:: REQUEST ::
Render the material from the line containing "Reviewer check: make sure each instance of the blurred" up to and including its final line as a JSON list of strings, one string per line, with blank lines omitted.

:: DATA SUPPLIED ::
━━━━━━━━━━
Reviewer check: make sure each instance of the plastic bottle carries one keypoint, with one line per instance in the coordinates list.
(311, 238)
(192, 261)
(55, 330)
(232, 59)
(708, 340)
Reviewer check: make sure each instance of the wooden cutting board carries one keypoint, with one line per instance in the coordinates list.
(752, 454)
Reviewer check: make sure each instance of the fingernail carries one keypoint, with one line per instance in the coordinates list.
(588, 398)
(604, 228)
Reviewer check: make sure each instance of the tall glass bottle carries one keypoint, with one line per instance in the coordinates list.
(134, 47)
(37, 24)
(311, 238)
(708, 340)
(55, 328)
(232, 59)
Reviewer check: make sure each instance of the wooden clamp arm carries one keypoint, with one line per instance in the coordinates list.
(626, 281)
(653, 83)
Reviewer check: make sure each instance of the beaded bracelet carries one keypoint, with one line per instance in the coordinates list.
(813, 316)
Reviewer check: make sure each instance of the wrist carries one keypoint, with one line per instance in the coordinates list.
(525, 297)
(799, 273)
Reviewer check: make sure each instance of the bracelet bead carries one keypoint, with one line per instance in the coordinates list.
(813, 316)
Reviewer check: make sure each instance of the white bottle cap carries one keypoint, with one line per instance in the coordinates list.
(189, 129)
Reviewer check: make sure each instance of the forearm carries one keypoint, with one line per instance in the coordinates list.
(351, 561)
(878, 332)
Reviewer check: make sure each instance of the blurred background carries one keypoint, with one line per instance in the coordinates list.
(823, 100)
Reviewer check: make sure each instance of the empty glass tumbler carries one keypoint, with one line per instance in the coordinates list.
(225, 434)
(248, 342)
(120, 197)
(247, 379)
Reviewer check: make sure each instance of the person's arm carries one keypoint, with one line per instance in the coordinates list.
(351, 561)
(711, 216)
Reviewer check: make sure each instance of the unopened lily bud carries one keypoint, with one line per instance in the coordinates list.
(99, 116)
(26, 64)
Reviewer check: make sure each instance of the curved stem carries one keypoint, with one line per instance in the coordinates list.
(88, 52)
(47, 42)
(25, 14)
━━━━━━━━━━
:: EXPECTED ANSWER ::
[
  "Reviewer check: make sure each instance of the blurred background carries one keypoint, with one line per instance in the coordinates list.",
  "(823, 100)",
  "Reviewer check: make sure each instance of the empty glass tumbler carries one keypoint, with one line per instance in the coordinates list.",
  "(225, 434)",
  "(248, 342)",
  "(120, 197)",
  "(247, 379)",
  "Reviewer check: make sure each instance of the person's arm carries one keypoint, with one line per instance in the coordinates list.",
  "(351, 561)",
  "(711, 216)",
  "Reviewer check: make sure each instance of the unopened lily bud carries one keypoint, with one line per instance in the coordinates list.",
  "(99, 116)",
  "(26, 64)",
  "Reviewer check: make sure each instance of the curved stem carries one keypoint, with one line per instance in the coordinates list.",
  "(88, 52)",
  "(47, 42)",
  "(25, 14)"
]